▶ [What is being asked]: Rewrite the rows below in full, from the line containing "the stone walkway" down to the end of the rows, adding 39 to every x and y coordinate in the answers.
------------------------
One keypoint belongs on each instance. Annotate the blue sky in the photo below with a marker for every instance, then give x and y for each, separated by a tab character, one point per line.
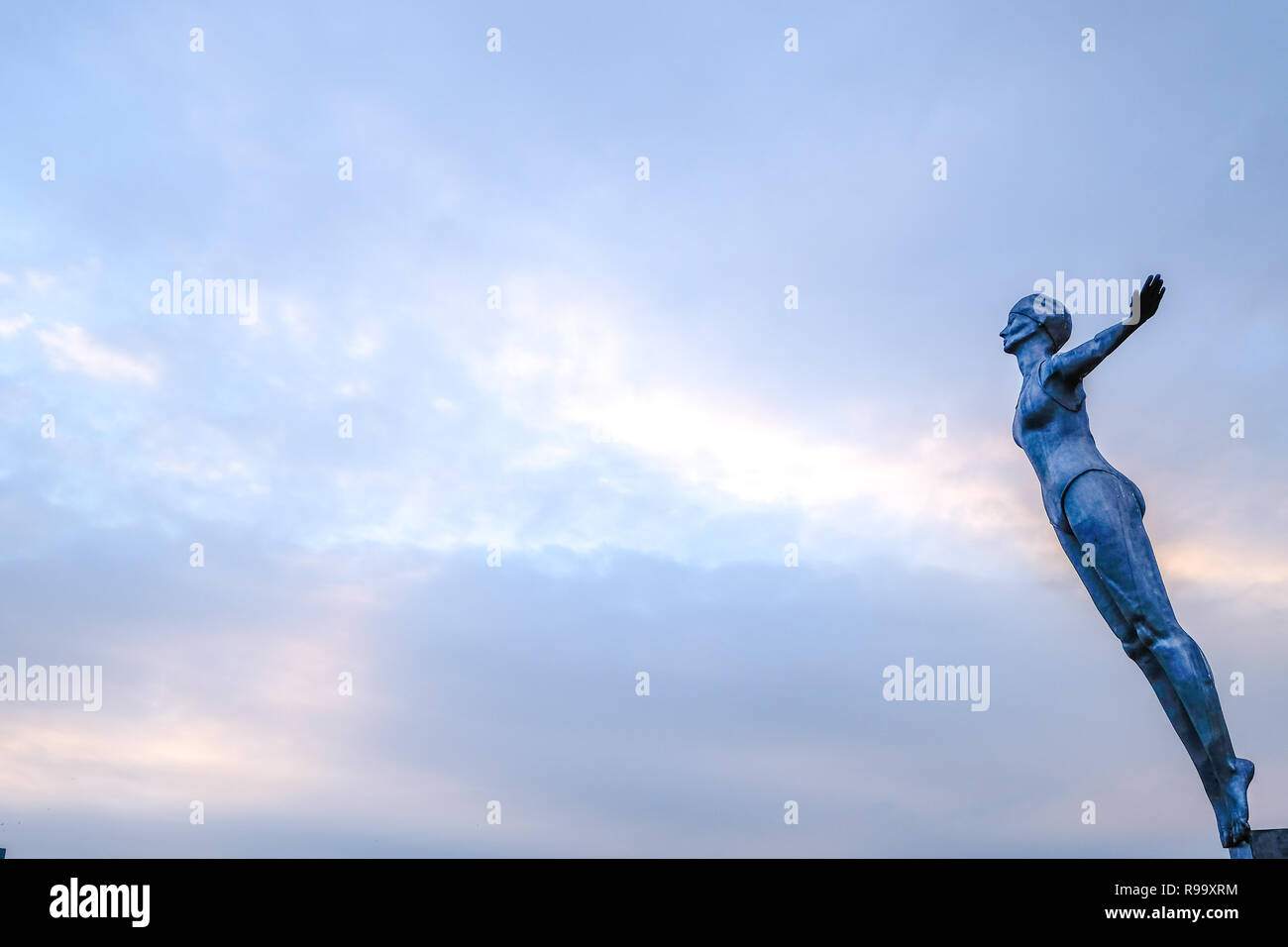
640	428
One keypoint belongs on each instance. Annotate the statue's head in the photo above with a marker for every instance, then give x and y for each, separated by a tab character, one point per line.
1037	315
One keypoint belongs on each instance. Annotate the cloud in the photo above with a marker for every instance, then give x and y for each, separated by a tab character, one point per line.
39	281
69	348
11	328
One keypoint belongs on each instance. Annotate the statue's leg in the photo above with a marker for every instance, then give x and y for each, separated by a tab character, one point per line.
1104	512
1145	660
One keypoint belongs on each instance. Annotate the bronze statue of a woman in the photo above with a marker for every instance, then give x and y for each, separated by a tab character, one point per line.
1098	515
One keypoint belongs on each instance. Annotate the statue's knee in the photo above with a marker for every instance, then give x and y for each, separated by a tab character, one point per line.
1159	634
1134	648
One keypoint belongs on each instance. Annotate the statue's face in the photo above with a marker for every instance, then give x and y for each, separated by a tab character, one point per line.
1018	329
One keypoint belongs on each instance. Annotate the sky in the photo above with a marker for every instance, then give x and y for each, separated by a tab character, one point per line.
513	424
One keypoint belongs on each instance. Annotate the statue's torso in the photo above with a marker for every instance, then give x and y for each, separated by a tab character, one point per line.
1056	437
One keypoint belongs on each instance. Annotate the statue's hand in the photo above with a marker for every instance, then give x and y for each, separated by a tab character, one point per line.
1145	302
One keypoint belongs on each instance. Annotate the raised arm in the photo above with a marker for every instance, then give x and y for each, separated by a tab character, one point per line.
1077	364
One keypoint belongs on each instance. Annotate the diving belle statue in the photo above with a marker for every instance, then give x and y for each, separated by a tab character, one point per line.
1099	518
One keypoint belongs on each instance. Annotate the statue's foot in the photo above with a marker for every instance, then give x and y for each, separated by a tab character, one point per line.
1233	812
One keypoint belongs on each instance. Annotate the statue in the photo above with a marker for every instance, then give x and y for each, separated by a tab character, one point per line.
1098	517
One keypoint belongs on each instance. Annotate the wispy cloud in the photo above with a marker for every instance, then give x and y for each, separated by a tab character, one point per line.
69	348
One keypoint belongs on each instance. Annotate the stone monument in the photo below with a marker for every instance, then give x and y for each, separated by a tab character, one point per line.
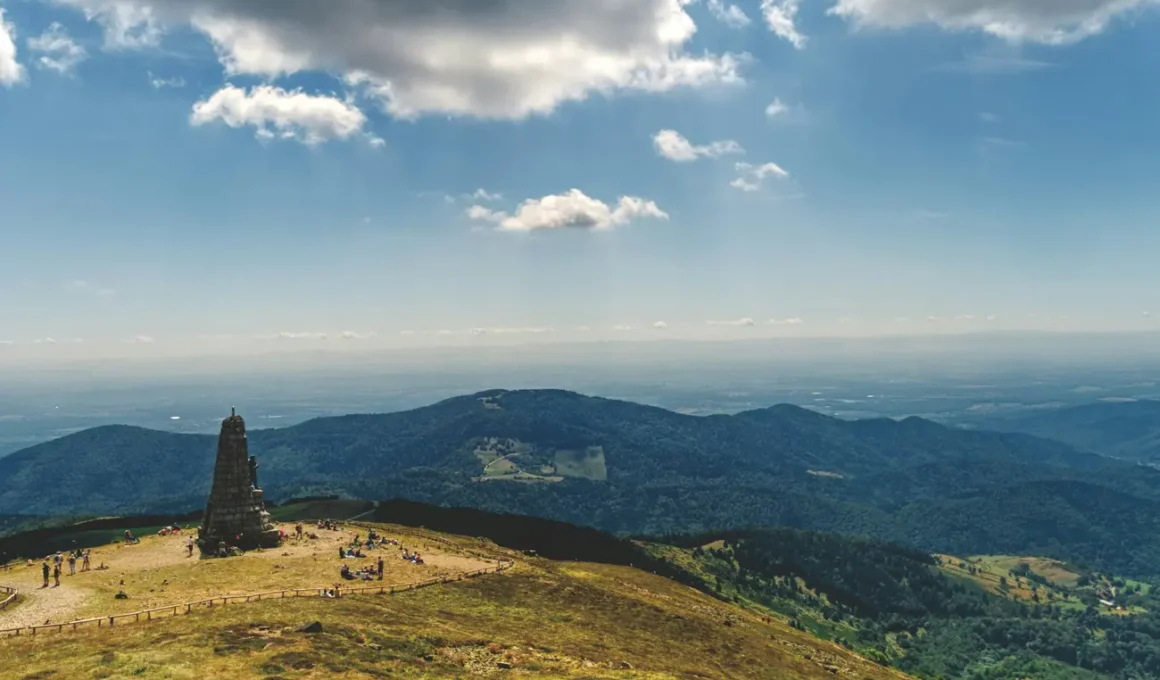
236	514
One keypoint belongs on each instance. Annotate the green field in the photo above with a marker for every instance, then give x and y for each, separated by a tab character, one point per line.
585	464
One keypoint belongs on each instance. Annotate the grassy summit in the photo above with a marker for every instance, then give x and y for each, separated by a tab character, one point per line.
541	619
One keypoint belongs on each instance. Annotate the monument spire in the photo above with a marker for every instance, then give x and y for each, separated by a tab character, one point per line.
236	513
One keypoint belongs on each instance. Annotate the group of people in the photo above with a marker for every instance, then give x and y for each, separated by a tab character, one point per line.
59	559
365	573
372	541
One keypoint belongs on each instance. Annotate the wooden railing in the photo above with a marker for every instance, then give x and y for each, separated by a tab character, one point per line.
9	598
223	600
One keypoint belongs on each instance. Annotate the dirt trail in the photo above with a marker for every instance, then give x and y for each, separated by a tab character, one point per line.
133	563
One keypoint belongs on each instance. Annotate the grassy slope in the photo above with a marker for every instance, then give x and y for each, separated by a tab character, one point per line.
545	619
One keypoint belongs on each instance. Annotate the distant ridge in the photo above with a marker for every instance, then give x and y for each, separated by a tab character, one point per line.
628	468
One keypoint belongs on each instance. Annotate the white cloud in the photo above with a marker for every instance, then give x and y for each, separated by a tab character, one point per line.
510	331
450	57
283	114
568	210
752	178
87	288
780	17
1038	21
11	71
731	15
294	335
57	50
673	146
776	108
484	195
159	82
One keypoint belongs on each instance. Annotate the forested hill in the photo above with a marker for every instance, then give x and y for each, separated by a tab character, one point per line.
1126	429
624	468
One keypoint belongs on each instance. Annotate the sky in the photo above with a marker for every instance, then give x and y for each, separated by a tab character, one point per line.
185	176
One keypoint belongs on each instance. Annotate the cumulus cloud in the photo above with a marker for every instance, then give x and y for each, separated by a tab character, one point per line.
484	195
568	210
1038	21
276	113
88	288
159	82
675	147
776	108
729	14
781	16
500	59
57	50
11	71
752	178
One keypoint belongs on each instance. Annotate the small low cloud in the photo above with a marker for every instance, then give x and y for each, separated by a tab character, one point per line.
512	331
729	14
570	210
993	65
672	145
57	50
294	335
752	178
158	82
483	195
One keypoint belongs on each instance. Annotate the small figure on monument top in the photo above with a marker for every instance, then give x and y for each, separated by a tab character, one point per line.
236	513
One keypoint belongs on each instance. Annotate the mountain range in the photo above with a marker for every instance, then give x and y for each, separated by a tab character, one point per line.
633	469
1128	429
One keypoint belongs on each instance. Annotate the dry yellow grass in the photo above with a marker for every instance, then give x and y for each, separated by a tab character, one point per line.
541	619
158	572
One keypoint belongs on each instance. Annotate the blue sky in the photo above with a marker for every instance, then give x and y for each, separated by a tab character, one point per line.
205	181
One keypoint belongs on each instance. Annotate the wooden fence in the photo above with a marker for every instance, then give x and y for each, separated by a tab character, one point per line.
223	600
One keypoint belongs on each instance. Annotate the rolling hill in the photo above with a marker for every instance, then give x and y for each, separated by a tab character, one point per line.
1124	429
628	468
582	619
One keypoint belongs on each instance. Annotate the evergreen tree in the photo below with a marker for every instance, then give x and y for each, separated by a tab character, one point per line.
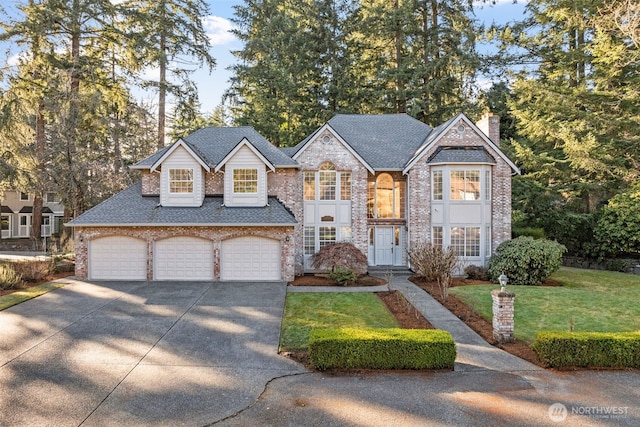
168	34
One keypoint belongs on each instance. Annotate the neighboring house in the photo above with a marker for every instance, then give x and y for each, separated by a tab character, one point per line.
17	214
225	204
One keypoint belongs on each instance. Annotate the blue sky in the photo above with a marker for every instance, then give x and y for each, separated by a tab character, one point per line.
212	86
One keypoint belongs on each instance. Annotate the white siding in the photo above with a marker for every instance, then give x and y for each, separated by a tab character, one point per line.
181	159
245	159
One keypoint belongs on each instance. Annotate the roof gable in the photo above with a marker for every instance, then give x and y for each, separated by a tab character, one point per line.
167	153
212	145
244	143
436	135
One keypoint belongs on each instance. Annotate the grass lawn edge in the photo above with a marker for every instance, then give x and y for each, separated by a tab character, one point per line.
21	296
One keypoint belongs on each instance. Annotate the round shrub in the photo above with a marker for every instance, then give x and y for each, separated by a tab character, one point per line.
526	261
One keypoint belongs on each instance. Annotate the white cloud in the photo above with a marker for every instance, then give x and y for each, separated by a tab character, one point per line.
218	30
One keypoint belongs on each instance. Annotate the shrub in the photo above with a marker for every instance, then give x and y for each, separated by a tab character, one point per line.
342	254
33	271
434	263
343	276
526	261
381	349
9	278
475	272
588	349
618	229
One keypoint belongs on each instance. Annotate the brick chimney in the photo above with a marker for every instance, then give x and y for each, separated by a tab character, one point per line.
490	125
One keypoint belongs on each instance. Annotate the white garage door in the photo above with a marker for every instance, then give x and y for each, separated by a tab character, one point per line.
183	258
118	258
250	258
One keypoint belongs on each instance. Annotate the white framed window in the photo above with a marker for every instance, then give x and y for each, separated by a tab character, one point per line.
326	235
464	185
437	185
465	241
437	236
180	181
309	185
327	184
245	180
385	197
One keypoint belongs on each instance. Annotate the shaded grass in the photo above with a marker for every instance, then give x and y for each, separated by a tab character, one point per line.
17	297
305	311
587	301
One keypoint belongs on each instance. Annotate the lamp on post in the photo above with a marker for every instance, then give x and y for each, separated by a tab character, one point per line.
503	279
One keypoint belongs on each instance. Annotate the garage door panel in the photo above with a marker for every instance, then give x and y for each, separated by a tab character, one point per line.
250	258
118	258
183	258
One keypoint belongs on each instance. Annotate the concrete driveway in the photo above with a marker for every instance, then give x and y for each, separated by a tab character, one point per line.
101	354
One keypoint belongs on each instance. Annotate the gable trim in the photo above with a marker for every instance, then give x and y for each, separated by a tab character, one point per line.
174	147
244	143
485	138
337	136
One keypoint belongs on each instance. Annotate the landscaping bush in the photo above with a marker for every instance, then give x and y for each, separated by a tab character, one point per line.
434	263
33	271
343	276
526	261
341	254
9	279
588	349
381	349
475	272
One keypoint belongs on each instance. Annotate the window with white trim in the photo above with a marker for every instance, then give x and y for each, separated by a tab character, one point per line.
180	181
465	241
245	180
464	185
437	185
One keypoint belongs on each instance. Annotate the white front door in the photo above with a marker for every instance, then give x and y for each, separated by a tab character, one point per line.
24	230
183	258
46	226
6	226
250	258
384	245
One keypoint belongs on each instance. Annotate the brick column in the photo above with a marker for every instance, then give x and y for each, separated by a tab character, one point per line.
503	315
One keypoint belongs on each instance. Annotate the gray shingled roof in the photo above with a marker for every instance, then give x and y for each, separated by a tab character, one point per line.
213	144
384	141
129	208
461	155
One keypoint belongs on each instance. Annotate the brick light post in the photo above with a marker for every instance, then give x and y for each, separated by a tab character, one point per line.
503	312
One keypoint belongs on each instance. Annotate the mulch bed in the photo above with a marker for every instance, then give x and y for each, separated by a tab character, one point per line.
410	318
472	319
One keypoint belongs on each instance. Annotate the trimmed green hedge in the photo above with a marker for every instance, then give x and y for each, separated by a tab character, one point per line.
588	349
347	348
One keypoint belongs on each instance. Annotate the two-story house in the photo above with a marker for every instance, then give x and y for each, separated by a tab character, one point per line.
17	214
225	204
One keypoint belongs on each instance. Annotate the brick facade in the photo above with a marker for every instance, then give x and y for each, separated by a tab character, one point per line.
419	194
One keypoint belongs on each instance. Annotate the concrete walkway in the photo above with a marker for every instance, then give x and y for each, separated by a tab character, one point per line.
474	353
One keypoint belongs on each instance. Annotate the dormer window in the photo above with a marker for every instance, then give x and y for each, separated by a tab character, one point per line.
180	181
245	181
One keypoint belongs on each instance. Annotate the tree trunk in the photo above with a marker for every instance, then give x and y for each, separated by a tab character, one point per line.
162	92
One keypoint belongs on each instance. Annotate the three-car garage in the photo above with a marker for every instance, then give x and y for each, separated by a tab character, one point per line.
184	258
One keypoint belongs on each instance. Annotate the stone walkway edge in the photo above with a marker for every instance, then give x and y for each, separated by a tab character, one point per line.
474	353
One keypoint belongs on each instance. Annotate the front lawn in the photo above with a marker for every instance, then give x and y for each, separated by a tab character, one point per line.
------------------------
▶ [Written reply]:
One keypoint belongs on each instance. Annotate the stone walkway edge in the photo above with a marker for every instance, then give x and y for each, separated by a tab character, one point per line.
513	392
One keypoint belongs on each instance. Annotate the front lawn in the photo above with a marker for every instance, then give x and y for each, separated by a tab character, one point per line.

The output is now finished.